++++ Given records ++++

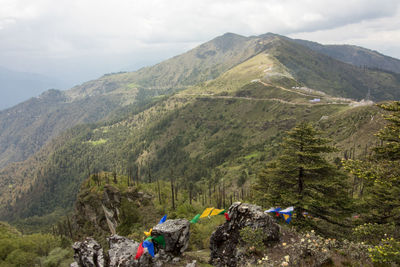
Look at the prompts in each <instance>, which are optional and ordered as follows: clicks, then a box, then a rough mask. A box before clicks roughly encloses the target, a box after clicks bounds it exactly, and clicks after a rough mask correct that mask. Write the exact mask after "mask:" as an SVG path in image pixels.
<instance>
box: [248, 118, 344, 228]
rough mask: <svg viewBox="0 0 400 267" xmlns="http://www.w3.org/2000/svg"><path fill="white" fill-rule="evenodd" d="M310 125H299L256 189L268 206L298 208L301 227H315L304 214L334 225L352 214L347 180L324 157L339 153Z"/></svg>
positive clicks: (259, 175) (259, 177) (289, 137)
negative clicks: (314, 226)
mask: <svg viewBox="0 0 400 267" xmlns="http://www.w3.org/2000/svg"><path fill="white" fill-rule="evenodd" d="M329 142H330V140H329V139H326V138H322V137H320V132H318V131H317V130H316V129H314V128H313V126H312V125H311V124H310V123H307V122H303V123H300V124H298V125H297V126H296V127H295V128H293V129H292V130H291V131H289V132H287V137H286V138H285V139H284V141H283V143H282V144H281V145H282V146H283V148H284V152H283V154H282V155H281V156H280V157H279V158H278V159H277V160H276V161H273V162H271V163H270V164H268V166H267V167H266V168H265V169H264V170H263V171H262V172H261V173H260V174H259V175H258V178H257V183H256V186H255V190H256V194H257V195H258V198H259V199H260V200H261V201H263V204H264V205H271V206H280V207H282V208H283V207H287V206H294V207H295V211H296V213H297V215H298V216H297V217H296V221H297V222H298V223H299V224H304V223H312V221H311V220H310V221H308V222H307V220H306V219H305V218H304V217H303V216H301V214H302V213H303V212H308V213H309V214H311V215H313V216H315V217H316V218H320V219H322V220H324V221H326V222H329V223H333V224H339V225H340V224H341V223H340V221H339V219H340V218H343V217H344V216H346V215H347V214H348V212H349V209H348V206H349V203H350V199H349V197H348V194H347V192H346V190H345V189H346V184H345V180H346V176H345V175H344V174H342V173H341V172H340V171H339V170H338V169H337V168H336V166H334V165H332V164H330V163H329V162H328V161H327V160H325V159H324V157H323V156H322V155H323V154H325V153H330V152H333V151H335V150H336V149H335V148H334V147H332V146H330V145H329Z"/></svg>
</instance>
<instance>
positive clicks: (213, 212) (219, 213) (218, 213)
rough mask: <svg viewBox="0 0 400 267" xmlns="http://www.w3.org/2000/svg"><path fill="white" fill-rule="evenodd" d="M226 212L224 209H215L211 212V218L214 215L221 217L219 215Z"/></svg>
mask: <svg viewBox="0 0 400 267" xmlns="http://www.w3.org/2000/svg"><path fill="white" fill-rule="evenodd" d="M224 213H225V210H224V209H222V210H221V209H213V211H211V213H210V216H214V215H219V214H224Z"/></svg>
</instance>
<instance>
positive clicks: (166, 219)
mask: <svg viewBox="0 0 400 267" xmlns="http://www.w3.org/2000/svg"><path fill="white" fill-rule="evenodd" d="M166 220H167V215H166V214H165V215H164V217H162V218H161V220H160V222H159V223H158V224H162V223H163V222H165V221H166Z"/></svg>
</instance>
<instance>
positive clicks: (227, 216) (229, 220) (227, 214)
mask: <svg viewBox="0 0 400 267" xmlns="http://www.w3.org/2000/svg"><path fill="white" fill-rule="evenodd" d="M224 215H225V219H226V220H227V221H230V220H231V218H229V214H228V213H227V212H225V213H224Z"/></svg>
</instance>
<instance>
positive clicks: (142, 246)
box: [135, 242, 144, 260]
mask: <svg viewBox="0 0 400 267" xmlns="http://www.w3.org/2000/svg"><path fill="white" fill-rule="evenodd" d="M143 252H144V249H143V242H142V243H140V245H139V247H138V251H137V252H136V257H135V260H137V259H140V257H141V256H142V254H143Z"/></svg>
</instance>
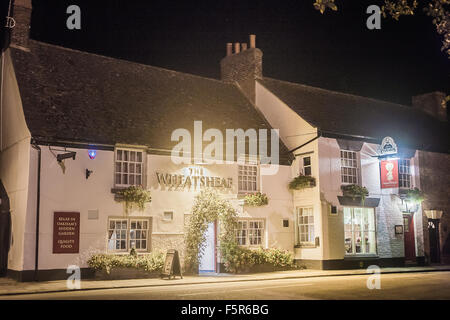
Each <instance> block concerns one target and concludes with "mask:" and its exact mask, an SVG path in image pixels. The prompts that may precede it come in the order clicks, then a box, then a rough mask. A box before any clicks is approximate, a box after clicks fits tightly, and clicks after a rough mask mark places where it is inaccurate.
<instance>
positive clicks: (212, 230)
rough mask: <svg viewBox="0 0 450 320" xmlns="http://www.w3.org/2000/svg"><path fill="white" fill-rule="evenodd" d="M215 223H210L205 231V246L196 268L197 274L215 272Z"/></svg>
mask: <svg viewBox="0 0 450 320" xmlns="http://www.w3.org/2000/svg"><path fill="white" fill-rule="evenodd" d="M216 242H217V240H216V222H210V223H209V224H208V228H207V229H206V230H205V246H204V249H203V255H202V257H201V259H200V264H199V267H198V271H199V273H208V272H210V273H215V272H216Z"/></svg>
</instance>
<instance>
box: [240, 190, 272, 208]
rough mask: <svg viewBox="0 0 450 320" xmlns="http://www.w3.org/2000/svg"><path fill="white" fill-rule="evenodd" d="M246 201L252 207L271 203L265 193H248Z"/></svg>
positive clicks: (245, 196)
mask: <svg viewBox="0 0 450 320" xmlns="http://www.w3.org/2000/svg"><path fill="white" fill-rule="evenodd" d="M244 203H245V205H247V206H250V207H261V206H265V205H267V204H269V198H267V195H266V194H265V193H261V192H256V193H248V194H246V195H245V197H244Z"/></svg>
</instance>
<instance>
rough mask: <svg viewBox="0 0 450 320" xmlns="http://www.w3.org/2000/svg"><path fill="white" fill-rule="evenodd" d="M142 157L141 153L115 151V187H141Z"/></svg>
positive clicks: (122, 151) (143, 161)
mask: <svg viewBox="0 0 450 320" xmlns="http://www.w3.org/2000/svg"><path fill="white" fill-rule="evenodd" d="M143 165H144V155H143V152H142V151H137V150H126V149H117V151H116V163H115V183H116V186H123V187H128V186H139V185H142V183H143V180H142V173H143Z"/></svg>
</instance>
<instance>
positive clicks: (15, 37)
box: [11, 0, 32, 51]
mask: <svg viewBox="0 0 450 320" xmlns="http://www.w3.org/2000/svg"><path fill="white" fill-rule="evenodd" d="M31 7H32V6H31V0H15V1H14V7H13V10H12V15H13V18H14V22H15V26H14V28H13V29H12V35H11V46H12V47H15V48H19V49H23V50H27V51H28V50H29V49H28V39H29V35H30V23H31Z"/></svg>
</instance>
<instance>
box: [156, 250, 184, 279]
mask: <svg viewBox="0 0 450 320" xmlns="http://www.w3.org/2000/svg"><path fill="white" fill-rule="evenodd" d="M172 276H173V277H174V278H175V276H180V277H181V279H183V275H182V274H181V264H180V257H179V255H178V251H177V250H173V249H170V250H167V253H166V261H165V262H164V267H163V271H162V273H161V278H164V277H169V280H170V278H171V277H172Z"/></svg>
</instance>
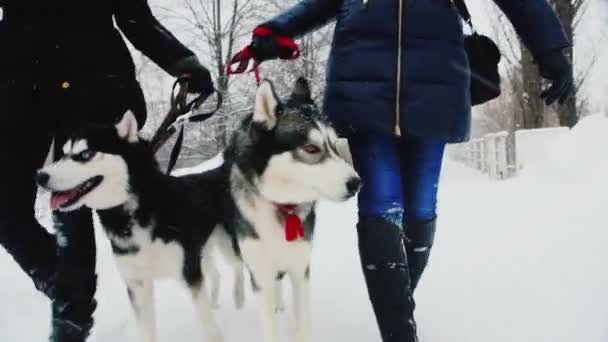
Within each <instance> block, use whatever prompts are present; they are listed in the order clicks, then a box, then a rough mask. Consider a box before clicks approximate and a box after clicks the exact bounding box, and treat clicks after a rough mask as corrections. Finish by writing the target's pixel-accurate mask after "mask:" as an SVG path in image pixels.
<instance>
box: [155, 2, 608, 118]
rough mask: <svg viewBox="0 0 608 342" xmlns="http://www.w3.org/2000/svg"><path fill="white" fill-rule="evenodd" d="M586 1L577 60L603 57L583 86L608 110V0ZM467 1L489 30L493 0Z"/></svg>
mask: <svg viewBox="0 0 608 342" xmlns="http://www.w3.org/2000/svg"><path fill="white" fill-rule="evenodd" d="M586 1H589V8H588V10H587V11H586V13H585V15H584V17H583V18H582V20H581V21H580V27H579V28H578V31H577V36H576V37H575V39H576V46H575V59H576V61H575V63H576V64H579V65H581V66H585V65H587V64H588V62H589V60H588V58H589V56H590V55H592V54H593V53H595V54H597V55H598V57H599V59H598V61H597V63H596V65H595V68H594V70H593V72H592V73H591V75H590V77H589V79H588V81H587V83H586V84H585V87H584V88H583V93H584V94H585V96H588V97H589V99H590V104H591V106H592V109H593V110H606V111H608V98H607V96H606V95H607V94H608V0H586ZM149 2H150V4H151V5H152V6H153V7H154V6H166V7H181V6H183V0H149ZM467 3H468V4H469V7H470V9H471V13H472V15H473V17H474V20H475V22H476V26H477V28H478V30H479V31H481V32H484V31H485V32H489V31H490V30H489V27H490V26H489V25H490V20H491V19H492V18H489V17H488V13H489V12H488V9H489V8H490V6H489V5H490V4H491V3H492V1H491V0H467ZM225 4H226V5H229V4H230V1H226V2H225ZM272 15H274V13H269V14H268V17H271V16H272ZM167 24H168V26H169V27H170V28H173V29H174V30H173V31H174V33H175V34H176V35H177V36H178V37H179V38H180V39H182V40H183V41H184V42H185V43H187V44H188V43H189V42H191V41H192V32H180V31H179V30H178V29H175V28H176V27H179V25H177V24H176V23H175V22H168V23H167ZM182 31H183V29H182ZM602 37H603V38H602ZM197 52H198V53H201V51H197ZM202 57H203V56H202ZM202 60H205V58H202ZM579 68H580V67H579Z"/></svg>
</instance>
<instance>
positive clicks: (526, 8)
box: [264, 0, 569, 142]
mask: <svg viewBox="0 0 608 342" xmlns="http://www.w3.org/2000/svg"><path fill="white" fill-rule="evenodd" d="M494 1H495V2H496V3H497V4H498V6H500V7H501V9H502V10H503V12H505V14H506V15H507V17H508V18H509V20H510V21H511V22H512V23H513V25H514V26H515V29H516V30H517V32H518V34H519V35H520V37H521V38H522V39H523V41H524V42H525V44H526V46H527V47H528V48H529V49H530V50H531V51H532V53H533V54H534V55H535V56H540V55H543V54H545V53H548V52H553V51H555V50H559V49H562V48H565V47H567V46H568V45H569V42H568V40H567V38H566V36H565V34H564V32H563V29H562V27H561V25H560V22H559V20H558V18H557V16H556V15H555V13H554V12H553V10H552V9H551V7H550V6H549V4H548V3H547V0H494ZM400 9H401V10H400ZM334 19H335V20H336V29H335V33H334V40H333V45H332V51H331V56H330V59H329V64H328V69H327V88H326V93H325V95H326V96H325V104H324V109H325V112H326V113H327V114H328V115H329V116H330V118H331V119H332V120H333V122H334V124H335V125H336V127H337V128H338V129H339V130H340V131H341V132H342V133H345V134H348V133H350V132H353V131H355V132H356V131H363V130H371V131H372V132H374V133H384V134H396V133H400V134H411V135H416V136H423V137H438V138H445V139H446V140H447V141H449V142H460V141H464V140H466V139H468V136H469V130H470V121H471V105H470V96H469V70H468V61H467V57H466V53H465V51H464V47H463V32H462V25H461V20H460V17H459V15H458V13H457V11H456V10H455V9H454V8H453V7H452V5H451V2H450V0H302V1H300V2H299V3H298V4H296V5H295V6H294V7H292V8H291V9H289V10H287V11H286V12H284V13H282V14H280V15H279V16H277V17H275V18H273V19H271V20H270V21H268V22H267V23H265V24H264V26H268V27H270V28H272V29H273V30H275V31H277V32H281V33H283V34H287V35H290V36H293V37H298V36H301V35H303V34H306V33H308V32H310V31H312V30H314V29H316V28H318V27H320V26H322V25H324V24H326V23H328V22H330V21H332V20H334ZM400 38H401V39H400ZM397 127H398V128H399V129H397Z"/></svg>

++++

Exercise brief:
Rewrite the items as a Markdown table with the columns Row and Line: begin at the start of the items, stop after the line that contains "positive clicks: (259, 175)", number each line in Row, and skip blank lines and the pictures.

Solution:
| Row | Line |
|---|---|
| 1 | Look at the prompts in each <instance>, which are optional and ordered as follows: clicks, then a box, then a rough mask. A box before clicks roughly encloses the target, a box after clicks bounds it exactly, and clicks after a rough mask correct that mask. Write the exact mask after "mask:" as an SVG path in image pixels. |
| 2 | <instance> |
| 3 | box: [248, 118, 344, 228] |
| 4 | rough mask: <svg viewBox="0 0 400 267" xmlns="http://www.w3.org/2000/svg"><path fill="white" fill-rule="evenodd" d="M310 125H299L256 189L268 206L298 208L301 227H315L304 214L334 225L352 214L347 180L324 157L339 153Z"/></svg> |
| 5 | positive clicks: (259, 175) (259, 177) (289, 137) |